Your assignment:
Copy all lines below exactly as written. Leave pictures out.
---------- Data under study ----------
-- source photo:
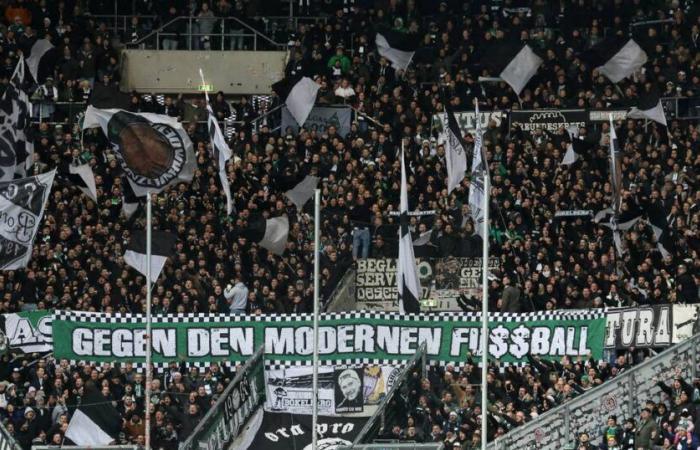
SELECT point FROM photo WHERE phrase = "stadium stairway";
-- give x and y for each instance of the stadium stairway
(623, 396)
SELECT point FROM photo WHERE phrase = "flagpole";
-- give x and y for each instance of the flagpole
(149, 345)
(317, 254)
(485, 307)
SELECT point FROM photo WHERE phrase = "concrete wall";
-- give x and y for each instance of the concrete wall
(177, 71)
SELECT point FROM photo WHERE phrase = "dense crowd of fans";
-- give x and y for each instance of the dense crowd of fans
(445, 406)
(77, 261)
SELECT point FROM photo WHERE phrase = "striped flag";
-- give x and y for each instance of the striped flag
(476, 188)
(162, 247)
(407, 273)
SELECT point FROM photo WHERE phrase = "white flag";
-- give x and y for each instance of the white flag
(476, 188)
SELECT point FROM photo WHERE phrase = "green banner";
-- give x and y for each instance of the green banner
(363, 337)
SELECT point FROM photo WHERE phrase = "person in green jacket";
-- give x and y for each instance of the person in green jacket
(340, 57)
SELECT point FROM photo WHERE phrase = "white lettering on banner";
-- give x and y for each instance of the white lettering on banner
(122, 342)
(279, 341)
(662, 335)
(612, 323)
(540, 341)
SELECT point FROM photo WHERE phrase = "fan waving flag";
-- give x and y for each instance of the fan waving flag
(299, 94)
(514, 62)
(302, 192)
(271, 233)
(476, 188)
(162, 247)
(615, 169)
(22, 204)
(397, 47)
(455, 154)
(95, 422)
(616, 57)
(219, 149)
(407, 280)
(16, 150)
(649, 107)
(80, 176)
(153, 149)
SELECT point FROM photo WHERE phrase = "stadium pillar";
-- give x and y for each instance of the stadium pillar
(317, 254)
(149, 345)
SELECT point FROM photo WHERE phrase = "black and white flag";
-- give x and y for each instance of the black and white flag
(455, 153)
(476, 187)
(616, 57)
(271, 234)
(81, 176)
(153, 149)
(615, 169)
(95, 422)
(221, 153)
(302, 192)
(130, 202)
(299, 94)
(22, 204)
(397, 47)
(514, 62)
(407, 279)
(162, 247)
(576, 149)
(16, 151)
(649, 107)
(35, 61)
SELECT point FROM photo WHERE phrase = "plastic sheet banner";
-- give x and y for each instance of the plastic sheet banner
(320, 119)
(344, 338)
(281, 431)
(449, 284)
(651, 326)
(341, 389)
----------
Answer space:
-- source photo:
SELECT point FROM photo WHERE phrase = "stadium stairway";
-- give x and y for each instance of the stadium stairway
(623, 396)
SELECT point FROM photo WHERE phrase = "flagpole";
-- give x and y for each instance of the flagpole
(149, 345)
(317, 254)
(485, 307)
SELECT point FROM photo WHERE phrase = "concrete wall";
-- give x and y for each instance of the concrete wall
(177, 71)
SELECT point FROM photo WHERE phrase = "dense crowd of fans";
-- give x and y for each instance of the dense crowd of fans
(445, 406)
(77, 261)
SELECT point FROM photo WHERE phrase = "striped flag";
-- give x and y for each instance of the striped flag
(476, 188)
(162, 247)
(407, 273)
SELECT point FROM photo WHERE phrase = "white flag";
-- give x and y for each instance of the white flag
(476, 188)
SELECT point FROM photo WHERE phrase = "green banner";
-- give x and y for each instance of the green banner
(363, 337)
SELECT point FROM photo WHERE phrase = "person in green jacket";
-- give x and y for each instance of the person in green jacket
(340, 57)
SELECT point FROM photo WHERE phrase = "white lettering on banner";
-- give x and y for each instance of the white lettering on banner
(122, 342)
(279, 341)
(662, 335)
(612, 323)
(540, 341)
SELECT point FROM photo WHERE phrase = "fan waving flag";
-- give x and y for each instance of the fan waving flag
(299, 94)
(514, 62)
(302, 192)
(271, 233)
(476, 188)
(162, 247)
(615, 169)
(22, 204)
(397, 47)
(455, 154)
(95, 422)
(616, 57)
(219, 149)
(407, 280)
(16, 150)
(649, 107)
(80, 176)
(153, 149)
SELECT point FROM photo WHERE phrase = "stadium pillar";
-- give x and y for each instance of the stadium pillar
(317, 254)
(149, 345)
SELECT point FROM photo WHERE phrase = "black and white flag";
-- give x and y for each instance of the black and white flag
(455, 153)
(476, 187)
(616, 57)
(271, 234)
(81, 176)
(153, 149)
(615, 169)
(95, 422)
(221, 153)
(302, 192)
(130, 202)
(299, 94)
(22, 204)
(397, 47)
(514, 62)
(407, 279)
(162, 247)
(576, 149)
(16, 151)
(649, 107)
(35, 61)
SELECT point FROM photo WHERE phrase = "plastic sheet banner";
-- give x and y for each instance of the plastic sheet banner
(320, 119)
(344, 338)
(281, 431)
(449, 284)
(651, 326)
(341, 389)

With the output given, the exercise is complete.